- _Assignment_
Summarize the passage on the film "The Promise" in two sentences.

Variety – “The Promise,” a sweeping historical romance starring Oscar Isaac and Christian Bale, is the kind of movie epic they just don’t make anymore. It’s a throwback to David Lean’s “Doctor Zhivago” and Warren Beatty’s “Reds,” movies that transposed big, emotional stories against a sprawling canvas, and tugged at the heartstrings while dealing with thorny political periods.
It’s risky, but not just in that way. Not only is it one of the most expensive independently financed films ever made, it also deals frankly with the Armenian genocide. The mass killings of 1.5 million Armenians by the Ottoman Empire took place between 1915 and 1922, but decades later, the episode remains politically fraught. Bringing the story to the masses was a mission for Kirk Kerkorian, a businessman of Armenian descent who once owned Metro-Goldwyn-Mayer. He died in 2015 as the film was going into production.

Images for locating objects
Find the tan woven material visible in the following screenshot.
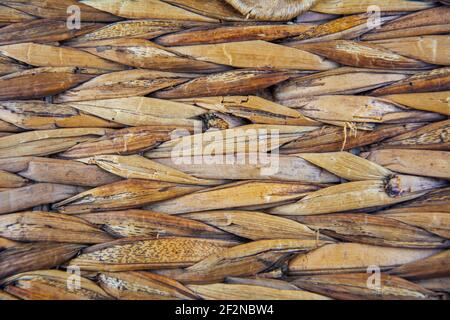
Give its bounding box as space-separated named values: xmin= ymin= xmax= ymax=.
xmin=0 ymin=0 xmax=450 ymax=300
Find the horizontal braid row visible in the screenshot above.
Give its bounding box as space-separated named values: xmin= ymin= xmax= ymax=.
xmin=0 ymin=0 xmax=450 ymax=300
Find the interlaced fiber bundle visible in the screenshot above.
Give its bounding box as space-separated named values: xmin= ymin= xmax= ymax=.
xmin=0 ymin=0 xmax=450 ymax=300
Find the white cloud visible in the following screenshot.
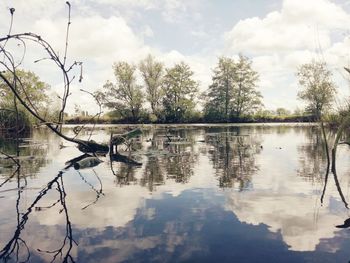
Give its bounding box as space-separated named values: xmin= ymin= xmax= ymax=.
xmin=225 ymin=0 xmax=350 ymax=54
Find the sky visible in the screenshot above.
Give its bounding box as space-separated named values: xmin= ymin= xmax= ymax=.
xmin=0 ymin=0 xmax=350 ymax=113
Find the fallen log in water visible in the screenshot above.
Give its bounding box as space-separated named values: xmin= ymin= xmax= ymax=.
xmin=111 ymin=128 xmax=142 ymax=146
xmin=76 ymin=140 xmax=109 ymax=154
xmin=74 ymin=156 xmax=102 ymax=170
xmin=110 ymin=153 xmax=142 ymax=166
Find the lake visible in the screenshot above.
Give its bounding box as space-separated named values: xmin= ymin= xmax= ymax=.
xmin=0 ymin=124 xmax=350 ymax=262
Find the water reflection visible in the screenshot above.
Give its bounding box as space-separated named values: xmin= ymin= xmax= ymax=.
xmin=0 ymin=125 xmax=350 ymax=262
xmin=206 ymin=127 xmax=262 ymax=190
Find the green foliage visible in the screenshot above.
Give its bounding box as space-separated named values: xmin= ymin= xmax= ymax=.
xmin=95 ymin=62 xmax=144 ymax=121
xmin=0 ymin=70 xmax=53 ymax=127
xmin=139 ymin=55 xmax=164 ymax=120
xmin=204 ymin=55 xmax=262 ymax=121
xmin=297 ymin=60 xmax=336 ymax=120
xmin=276 ymin=108 xmax=291 ymax=116
xmin=162 ymin=62 xmax=198 ymax=122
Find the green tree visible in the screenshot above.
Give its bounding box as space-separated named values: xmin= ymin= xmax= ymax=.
xmin=204 ymin=55 xmax=262 ymax=121
xmin=139 ymin=55 xmax=164 ymax=118
xmin=297 ymin=60 xmax=337 ymax=120
xmin=0 ymin=69 xmax=52 ymax=128
xmin=204 ymin=57 xmax=235 ymax=121
xmin=0 ymin=70 xmax=50 ymax=112
xmin=232 ymin=55 xmax=263 ymax=118
xmin=95 ymin=62 xmax=144 ymax=121
xmin=162 ymin=62 xmax=198 ymax=122
xmin=276 ymin=108 xmax=291 ymax=116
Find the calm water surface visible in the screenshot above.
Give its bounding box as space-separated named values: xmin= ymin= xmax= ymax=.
xmin=0 ymin=124 xmax=350 ymax=262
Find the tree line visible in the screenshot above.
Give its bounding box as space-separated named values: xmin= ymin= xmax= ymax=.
xmin=95 ymin=55 xmax=263 ymax=123
xmin=0 ymin=55 xmax=336 ymax=126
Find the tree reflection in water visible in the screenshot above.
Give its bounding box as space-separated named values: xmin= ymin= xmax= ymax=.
xmin=0 ymin=136 xmax=103 ymax=262
xmin=0 ymin=170 xmax=77 ymax=262
xmin=206 ymin=127 xmax=262 ymax=190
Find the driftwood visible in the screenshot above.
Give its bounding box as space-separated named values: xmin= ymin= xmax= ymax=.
xmin=76 ymin=139 xmax=109 ymax=154
xmin=110 ymin=128 xmax=142 ymax=154
xmin=110 ymin=153 xmax=142 ymax=166
xmin=111 ymin=128 xmax=142 ymax=146
xmin=74 ymin=156 xmax=102 ymax=170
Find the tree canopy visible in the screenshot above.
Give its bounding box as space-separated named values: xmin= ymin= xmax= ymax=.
xmin=139 ymin=55 xmax=164 ymax=118
xmin=96 ymin=61 xmax=144 ymax=121
xmin=162 ymin=62 xmax=198 ymax=122
xmin=204 ymin=55 xmax=262 ymax=121
xmin=297 ymin=60 xmax=336 ymax=120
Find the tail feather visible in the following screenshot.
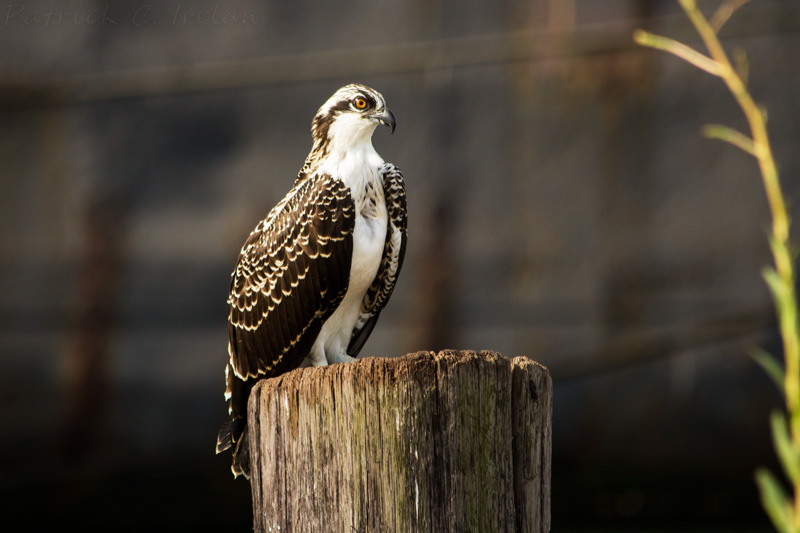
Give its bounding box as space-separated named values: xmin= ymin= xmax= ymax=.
xmin=217 ymin=420 xmax=233 ymax=453
xmin=231 ymin=426 xmax=250 ymax=479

- _Expected output_
"The Promise," a sweeping historical romance starring Oscar Isaac and Christian Bale, is the kind of movie epic no longer made, harking back to "Doctor Zhivago" and "Reds." It is one of the most expensive independently financed films ever made and deals frankly with the Armenian genocide, a story that Kirk Kerkorian, who died in 2015 as the film was going into production, had made it his mission to bring to the masses.